#### Provided information ####
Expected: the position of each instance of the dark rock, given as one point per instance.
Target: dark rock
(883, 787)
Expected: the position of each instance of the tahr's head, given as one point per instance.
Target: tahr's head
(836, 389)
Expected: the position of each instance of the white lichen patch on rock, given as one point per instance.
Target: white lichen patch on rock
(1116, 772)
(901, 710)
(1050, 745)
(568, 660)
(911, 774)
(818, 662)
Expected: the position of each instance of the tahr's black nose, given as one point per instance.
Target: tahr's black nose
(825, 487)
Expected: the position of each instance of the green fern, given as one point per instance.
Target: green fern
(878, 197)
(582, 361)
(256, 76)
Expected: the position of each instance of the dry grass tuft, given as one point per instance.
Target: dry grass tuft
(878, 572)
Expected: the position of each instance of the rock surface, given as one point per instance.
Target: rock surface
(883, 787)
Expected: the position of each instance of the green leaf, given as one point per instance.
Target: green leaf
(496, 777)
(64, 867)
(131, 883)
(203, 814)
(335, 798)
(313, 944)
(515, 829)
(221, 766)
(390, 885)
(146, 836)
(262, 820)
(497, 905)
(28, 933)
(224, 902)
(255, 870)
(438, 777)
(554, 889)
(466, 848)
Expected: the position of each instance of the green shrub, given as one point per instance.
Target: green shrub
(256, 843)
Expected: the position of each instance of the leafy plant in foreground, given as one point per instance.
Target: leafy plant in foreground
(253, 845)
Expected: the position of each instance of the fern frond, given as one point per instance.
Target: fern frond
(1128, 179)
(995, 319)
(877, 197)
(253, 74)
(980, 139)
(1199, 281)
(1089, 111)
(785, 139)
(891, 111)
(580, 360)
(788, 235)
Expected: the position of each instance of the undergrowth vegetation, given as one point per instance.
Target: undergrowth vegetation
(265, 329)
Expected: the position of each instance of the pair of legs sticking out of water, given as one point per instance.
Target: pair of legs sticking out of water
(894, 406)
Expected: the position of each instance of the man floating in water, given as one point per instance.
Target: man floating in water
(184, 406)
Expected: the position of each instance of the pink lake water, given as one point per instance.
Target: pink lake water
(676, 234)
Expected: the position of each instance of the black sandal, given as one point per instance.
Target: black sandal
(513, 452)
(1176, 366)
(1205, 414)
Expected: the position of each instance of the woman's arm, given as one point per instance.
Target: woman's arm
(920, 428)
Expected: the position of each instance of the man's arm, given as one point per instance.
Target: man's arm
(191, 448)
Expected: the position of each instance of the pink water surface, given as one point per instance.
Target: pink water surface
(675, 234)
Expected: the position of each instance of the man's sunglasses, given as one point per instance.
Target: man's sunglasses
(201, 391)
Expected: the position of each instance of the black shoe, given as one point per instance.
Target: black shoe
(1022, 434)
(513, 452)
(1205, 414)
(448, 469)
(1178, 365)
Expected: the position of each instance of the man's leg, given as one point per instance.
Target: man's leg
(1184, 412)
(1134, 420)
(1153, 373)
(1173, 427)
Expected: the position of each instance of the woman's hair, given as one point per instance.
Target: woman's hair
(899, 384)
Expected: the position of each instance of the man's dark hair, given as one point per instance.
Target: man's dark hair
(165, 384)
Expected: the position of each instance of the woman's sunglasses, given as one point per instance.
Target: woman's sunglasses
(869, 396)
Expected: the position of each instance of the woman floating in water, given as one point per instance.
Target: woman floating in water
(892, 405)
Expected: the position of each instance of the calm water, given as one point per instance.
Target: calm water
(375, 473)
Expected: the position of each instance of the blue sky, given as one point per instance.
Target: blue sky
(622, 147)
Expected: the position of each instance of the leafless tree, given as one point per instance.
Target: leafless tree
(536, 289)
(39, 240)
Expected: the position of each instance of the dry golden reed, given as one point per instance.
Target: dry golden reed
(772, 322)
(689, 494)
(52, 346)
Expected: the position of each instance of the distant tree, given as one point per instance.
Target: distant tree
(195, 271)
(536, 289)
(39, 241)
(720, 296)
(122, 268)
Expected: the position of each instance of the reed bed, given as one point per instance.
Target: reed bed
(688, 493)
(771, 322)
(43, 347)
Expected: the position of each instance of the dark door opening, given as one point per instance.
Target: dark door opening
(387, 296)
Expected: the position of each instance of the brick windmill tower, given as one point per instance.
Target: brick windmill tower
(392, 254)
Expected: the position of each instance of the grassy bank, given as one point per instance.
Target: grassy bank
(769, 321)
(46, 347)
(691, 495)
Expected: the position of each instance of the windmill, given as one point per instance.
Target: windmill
####
[Task requirements]: All the entries above need to be reproduced exactly.

[Final result]:
Expected: the position of each instance of the dark rock, given as one point per instance.
Target: dark rock
(883, 787)
Expected: the position of each instance of the tahr's head, given as one point per instance.
Target: tahr's head
(836, 389)
Expected: the position of each instance of the white lichen patch on rock, given as one point per instance.
Target: white lichen patch on rock
(1116, 772)
(901, 710)
(1050, 745)
(568, 660)
(911, 774)
(818, 662)
Expected: the position of each instance of the tahr's black nose, given as one point per instance.
Target: tahr's black nose
(825, 487)
Expected: the position of each instance of the green fern, given as one point per instance.
Target: green fern
(878, 197)
(582, 361)
(256, 76)
Expected: the position of each instance of the dry grass tuft, given as one point per instance.
Target: dry grass tuft
(878, 572)
Expected: the position of each instance of the rock surface, given as one point per instance.
Target: rock surface
(883, 787)
Expected: the position of each instance of the green leaf, given as one point per instance.
Target: green leaf
(496, 777)
(64, 867)
(131, 883)
(203, 814)
(335, 798)
(313, 944)
(515, 829)
(221, 766)
(390, 885)
(146, 836)
(262, 820)
(497, 905)
(28, 933)
(224, 902)
(255, 870)
(438, 777)
(554, 889)
(466, 848)
Expected: the position of each instance of the green shrub, given as one point per instance.
Target: green shrub
(256, 843)
Expected: the position of each instance of the leafy plant in foreground, given as one point per instance.
Target: leafy plant in foreground
(253, 845)
Expected: the position of each instance of the fern frond, given as one point per instance.
Target: fern frond
(1128, 179)
(995, 319)
(877, 197)
(253, 74)
(980, 139)
(1199, 281)
(1089, 111)
(785, 139)
(891, 111)
(580, 360)
(788, 235)
Expected: the position of each instance of the undergrowth vegetation, given as one point per instance.
Target: undergrowth vegetation
(265, 329)
Expected: the position of each instance of the pair of legs sticking out of water, given as one point per instance.
Target: pair of legs sticking out of water
(894, 406)
Expected: the position of each instance of the man floating in water, given as one point per instance.
Target: man floating in water
(184, 406)
Expected: the position of each instance of the pink lake water, given as one point per instance.
Target: pink lake water
(676, 234)
Expected: the position of each instance of the black sandal, given as one point per instance.
Target: black sandal
(513, 452)
(1176, 366)
(1205, 414)
Expected: the position of each instance of the woman's arm, given as one point per instance.
Target: woman's arm
(920, 428)
Expected: the position of each instance of the man's arm, given as one point per instance.
Target: man's arm
(191, 448)
Expected: the position of each instance of the pink water surface, given as one point per instance.
Target: pink water surface
(675, 234)
Expected: the position of each instance of the man's sunglasses, given as one point per instance.
Target: man's sunglasses
(201, 391)
Expected: the position of each instance of the black shoe, given as one point per instance.
Target: black shoe
(1022, 434)
(513, 452)
(1205, 414)
(448, 469)
(1178, 365)
Expected: the position of each instance of the man's leg, given as one point per instance.
Target: man's leg
(1184, 412)
(1134, 420)
(1153, 373)
(1173, 427)
Expected: the position of each instance of the woman's hair, given as one point per instance.
Target: woman's hair
(899, 384)
Expected: the position of each instance of the man's dark hair, given as one point per instance.
Target: man's dark hair
(165, 384)
Expected: the position of each instance of the woman's sunglasses, given as one point per instance.
Target: woman's sunglasses
(869, 396)
Expected: the position of each instance of the woman floating in water, given as one point per instance.
Target: woman floating in water
(892, 405)
Expected: the position of each instance of the calm water, given as one point per instance.
Target: calm water
(375, 473)
Expected: the position of each instance of the blue sky, given as one point per instance.
Target: blue sky
(622, 147)
Expected: the position of each instance of the leafless tree, given as one point per instance.
Target: leafless tree
(536, 289)
(39, 240)
Expected: the position of each instance of the dry golden reed, given as one point per instance.
Target: dry golden reed
(772, 322)
(689, 494)
(52, 346)
Expected: the position of each instance of the distant tree, given as one point per instance.
Target: distant tree
(195, 271)
(536, 289)
(39, 241)
(720, 296)
(122, 268)
Expected: the position of each instance of the reed bed, given as one point per instance.
Target: reed bed
(688, 493)
(771, 322)
(43, 347)
Expected: the position of each instance of the dark door opening, given as one point per instance.
Target: dark door opening
(387, 296)
Expected: the position of each instance of the brick windmill tower, given as one point per instance.
Target: brick windmill tower
(392, 254)
Expected: the position of each instance of the grassy bank, given as one point per instance.
Target: grassy bank
(769, 321)
(46, 347)
(691, 495)
Expected: the position of each instance of the windmill, given as one point per instance.
Target: windmill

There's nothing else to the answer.